Each line from the one containing "point: glass of" to the end of the entries is to be repeated exactly, and no other line.

§ §

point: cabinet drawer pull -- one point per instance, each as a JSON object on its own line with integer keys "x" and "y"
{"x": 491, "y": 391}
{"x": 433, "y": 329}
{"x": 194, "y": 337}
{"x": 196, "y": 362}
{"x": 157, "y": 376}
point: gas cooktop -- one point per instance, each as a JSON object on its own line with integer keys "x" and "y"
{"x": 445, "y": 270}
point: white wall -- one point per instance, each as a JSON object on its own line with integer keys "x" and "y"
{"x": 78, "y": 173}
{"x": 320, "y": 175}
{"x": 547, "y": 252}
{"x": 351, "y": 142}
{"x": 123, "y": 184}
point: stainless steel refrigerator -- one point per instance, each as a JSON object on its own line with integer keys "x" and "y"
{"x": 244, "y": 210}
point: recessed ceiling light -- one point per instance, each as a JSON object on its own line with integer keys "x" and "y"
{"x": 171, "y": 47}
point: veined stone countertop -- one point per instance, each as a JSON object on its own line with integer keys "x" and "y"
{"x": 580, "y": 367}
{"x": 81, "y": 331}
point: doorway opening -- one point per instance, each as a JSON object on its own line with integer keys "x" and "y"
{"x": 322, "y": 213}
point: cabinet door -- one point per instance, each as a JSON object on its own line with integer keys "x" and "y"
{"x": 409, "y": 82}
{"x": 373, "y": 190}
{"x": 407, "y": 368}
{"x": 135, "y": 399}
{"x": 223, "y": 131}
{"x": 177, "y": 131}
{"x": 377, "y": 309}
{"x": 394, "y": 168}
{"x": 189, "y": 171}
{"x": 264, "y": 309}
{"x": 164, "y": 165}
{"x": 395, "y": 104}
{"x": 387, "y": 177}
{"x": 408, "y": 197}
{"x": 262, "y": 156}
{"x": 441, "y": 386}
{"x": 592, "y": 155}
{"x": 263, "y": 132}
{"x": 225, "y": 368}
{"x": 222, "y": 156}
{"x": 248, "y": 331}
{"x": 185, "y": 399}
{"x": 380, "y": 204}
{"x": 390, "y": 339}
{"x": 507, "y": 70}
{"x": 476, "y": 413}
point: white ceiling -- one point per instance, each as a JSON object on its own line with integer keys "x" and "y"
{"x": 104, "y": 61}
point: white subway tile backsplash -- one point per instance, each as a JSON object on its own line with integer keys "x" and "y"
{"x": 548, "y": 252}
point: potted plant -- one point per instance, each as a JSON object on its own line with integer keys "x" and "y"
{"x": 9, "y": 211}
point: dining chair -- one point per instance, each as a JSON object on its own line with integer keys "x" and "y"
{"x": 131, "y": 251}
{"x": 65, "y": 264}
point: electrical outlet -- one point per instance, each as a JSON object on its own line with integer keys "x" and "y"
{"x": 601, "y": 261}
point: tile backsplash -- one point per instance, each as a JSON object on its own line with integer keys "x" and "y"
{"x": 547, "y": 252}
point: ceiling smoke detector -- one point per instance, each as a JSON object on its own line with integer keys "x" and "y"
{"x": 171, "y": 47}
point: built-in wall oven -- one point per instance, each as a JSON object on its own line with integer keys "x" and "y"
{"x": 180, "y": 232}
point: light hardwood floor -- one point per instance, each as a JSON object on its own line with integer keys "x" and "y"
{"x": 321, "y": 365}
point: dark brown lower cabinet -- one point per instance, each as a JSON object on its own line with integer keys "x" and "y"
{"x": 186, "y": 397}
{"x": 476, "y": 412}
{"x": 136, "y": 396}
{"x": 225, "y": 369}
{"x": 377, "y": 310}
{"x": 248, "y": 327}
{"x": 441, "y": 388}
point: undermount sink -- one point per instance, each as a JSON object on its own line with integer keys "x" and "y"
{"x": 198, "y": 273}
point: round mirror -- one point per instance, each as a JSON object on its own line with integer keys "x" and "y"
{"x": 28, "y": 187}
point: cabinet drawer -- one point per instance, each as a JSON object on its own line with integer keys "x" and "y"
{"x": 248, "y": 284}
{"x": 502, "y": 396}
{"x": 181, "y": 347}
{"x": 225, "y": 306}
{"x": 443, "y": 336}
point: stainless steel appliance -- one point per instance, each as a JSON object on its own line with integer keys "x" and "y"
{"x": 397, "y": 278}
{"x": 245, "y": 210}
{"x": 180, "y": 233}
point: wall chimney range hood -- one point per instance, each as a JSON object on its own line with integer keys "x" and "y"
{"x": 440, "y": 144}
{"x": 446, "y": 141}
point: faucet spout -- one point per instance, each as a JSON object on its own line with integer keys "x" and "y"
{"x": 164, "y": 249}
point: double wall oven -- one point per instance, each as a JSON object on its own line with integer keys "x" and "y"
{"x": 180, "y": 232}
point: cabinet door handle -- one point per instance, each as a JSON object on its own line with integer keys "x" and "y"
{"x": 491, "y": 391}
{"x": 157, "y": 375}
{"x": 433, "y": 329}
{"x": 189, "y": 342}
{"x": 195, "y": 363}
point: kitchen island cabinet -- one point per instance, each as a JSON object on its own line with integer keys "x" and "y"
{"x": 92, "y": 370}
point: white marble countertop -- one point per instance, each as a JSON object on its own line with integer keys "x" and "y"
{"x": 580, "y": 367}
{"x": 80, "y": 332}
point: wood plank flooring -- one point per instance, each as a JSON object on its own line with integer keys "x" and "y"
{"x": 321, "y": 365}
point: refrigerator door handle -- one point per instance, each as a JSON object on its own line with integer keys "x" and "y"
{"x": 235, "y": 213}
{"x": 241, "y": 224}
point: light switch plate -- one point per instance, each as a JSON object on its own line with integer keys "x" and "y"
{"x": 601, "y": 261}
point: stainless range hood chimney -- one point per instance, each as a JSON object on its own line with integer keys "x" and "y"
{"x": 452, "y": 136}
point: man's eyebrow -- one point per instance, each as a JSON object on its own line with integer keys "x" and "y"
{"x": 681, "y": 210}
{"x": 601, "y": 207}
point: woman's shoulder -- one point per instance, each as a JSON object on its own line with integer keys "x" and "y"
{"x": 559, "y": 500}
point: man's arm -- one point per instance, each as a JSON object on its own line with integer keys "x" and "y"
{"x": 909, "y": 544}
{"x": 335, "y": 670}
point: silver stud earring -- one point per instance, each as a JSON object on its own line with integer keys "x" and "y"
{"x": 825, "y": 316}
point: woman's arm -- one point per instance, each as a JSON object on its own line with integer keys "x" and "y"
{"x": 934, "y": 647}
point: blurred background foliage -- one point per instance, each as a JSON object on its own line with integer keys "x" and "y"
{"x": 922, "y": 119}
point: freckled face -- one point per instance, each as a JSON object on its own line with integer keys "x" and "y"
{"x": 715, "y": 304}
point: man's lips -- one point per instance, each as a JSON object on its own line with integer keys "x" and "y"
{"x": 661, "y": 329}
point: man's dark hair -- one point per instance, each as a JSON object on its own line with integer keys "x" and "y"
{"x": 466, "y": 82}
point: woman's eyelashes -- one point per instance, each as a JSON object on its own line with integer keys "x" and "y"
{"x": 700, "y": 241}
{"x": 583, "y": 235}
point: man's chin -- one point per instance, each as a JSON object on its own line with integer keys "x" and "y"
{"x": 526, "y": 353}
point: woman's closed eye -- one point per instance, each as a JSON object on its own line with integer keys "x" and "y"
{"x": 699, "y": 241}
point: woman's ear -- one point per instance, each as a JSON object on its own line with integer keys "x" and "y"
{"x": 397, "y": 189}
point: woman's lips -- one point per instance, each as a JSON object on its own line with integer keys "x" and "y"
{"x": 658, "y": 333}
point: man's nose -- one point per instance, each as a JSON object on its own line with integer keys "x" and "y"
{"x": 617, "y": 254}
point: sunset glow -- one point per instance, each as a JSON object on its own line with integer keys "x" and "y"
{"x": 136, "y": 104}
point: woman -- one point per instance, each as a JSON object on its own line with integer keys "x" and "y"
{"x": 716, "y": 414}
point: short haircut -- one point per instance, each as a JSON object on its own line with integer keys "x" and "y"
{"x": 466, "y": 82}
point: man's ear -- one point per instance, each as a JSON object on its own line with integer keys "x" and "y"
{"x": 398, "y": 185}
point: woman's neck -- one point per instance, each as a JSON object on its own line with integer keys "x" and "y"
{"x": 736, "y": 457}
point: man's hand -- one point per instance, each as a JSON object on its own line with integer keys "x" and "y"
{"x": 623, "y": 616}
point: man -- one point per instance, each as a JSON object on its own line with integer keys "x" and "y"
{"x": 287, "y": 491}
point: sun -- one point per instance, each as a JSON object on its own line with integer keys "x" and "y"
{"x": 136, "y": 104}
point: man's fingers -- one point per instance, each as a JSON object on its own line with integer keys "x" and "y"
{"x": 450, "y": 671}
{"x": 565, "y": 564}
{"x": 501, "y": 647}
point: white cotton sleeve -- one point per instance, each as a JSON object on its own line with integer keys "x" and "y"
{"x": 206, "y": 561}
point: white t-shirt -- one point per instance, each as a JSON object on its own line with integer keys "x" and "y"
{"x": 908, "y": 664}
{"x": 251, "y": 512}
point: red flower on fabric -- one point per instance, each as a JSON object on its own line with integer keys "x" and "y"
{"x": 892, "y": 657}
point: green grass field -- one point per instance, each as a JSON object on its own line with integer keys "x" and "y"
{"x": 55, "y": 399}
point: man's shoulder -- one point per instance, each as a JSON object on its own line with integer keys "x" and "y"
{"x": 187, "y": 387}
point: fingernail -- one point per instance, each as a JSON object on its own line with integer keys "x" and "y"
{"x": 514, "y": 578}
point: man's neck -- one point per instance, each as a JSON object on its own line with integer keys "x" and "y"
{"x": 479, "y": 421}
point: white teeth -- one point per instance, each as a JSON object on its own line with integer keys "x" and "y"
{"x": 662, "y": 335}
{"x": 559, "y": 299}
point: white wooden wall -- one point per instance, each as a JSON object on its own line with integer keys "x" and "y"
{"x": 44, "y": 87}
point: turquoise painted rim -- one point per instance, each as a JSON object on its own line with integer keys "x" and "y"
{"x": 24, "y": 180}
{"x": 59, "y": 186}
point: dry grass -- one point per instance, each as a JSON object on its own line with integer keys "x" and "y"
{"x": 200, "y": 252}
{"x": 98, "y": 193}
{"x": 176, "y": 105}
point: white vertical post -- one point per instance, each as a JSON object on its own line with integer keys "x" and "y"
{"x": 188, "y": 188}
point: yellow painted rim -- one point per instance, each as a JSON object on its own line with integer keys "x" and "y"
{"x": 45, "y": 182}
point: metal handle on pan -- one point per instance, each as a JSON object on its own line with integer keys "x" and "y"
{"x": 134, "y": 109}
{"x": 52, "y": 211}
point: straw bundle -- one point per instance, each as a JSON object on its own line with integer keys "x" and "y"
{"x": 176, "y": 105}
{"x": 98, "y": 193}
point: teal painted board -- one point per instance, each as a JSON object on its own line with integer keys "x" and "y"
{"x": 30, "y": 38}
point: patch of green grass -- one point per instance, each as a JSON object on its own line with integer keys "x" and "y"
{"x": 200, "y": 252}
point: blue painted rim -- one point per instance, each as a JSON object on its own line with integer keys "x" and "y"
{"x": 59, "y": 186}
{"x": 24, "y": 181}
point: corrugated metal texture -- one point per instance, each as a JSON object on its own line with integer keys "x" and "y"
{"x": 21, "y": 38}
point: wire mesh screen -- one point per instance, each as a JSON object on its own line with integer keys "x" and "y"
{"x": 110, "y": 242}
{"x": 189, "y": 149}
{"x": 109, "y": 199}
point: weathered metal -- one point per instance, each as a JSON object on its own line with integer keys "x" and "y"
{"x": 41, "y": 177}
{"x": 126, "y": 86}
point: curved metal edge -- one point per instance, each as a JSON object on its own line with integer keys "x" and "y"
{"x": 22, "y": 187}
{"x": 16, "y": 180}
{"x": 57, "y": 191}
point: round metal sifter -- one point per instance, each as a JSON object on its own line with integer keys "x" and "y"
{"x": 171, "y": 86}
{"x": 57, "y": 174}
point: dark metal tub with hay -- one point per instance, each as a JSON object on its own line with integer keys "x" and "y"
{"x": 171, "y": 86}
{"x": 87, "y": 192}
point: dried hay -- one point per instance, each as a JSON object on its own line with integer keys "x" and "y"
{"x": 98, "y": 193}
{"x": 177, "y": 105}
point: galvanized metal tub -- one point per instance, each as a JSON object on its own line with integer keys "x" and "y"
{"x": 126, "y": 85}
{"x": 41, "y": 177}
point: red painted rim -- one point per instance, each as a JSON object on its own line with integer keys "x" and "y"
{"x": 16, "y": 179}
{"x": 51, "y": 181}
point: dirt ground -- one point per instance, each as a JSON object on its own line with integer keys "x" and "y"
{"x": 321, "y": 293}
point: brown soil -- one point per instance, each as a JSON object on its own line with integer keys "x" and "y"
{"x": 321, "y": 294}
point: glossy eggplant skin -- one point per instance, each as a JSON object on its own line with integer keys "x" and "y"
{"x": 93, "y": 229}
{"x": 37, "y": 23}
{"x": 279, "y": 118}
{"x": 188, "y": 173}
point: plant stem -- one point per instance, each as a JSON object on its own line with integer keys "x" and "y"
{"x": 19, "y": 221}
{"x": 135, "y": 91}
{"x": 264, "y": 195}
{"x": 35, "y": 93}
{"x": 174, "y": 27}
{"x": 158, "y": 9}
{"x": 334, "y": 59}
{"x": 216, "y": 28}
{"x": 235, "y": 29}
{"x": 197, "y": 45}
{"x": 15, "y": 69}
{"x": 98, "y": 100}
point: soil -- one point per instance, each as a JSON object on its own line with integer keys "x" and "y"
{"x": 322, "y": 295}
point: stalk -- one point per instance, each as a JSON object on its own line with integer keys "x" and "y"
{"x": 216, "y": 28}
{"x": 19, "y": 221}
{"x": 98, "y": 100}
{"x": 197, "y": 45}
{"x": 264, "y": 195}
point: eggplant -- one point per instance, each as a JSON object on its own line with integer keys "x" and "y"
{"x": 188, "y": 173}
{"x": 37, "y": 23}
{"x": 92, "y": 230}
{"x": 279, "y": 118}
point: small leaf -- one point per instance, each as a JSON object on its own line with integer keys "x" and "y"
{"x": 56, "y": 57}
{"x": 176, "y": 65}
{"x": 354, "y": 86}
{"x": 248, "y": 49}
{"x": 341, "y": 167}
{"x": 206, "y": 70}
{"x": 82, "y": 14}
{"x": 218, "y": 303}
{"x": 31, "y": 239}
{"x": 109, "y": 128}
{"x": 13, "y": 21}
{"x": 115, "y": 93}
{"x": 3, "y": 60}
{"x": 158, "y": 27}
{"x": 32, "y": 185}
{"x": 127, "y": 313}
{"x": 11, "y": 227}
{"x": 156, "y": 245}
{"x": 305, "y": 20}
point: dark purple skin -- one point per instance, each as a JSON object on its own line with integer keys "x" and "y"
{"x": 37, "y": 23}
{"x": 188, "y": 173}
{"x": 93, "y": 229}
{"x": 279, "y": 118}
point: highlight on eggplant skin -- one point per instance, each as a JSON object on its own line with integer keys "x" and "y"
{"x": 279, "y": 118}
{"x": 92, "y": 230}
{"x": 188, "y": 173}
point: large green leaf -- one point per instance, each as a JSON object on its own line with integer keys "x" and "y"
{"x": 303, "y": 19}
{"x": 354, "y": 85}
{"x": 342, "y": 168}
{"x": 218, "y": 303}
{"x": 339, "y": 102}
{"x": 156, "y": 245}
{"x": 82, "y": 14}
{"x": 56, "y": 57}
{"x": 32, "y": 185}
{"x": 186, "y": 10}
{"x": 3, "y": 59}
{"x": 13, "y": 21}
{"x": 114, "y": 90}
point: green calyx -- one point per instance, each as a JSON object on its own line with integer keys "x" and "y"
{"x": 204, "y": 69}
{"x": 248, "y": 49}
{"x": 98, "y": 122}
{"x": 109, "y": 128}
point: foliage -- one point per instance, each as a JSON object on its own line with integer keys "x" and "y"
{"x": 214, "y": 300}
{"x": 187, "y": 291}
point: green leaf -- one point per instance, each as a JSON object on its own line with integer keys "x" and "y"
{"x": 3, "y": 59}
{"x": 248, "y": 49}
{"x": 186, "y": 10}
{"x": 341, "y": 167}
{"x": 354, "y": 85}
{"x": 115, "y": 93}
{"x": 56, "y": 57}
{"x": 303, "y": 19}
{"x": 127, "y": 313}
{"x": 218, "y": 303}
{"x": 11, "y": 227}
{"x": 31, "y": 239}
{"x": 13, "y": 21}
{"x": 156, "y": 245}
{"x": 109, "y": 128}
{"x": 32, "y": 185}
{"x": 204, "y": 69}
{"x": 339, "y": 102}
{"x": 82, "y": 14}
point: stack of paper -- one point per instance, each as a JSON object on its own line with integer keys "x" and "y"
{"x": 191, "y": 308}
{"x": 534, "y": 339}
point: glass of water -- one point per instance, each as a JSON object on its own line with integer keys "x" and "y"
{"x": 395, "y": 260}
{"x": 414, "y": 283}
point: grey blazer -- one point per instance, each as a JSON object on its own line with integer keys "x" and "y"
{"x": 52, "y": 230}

§ §

Your solution
point: glass of water -- one point per instance, each as a JSON object on its own line with integer keys "x" and "y"
{"x": 395, "y": 260}
{"x": 414, "y": 283}
point: grey blazer -- one point per instance, each as a JSON object on its own line with integer keys "x" and "y"
{"x": 52, "y": 230}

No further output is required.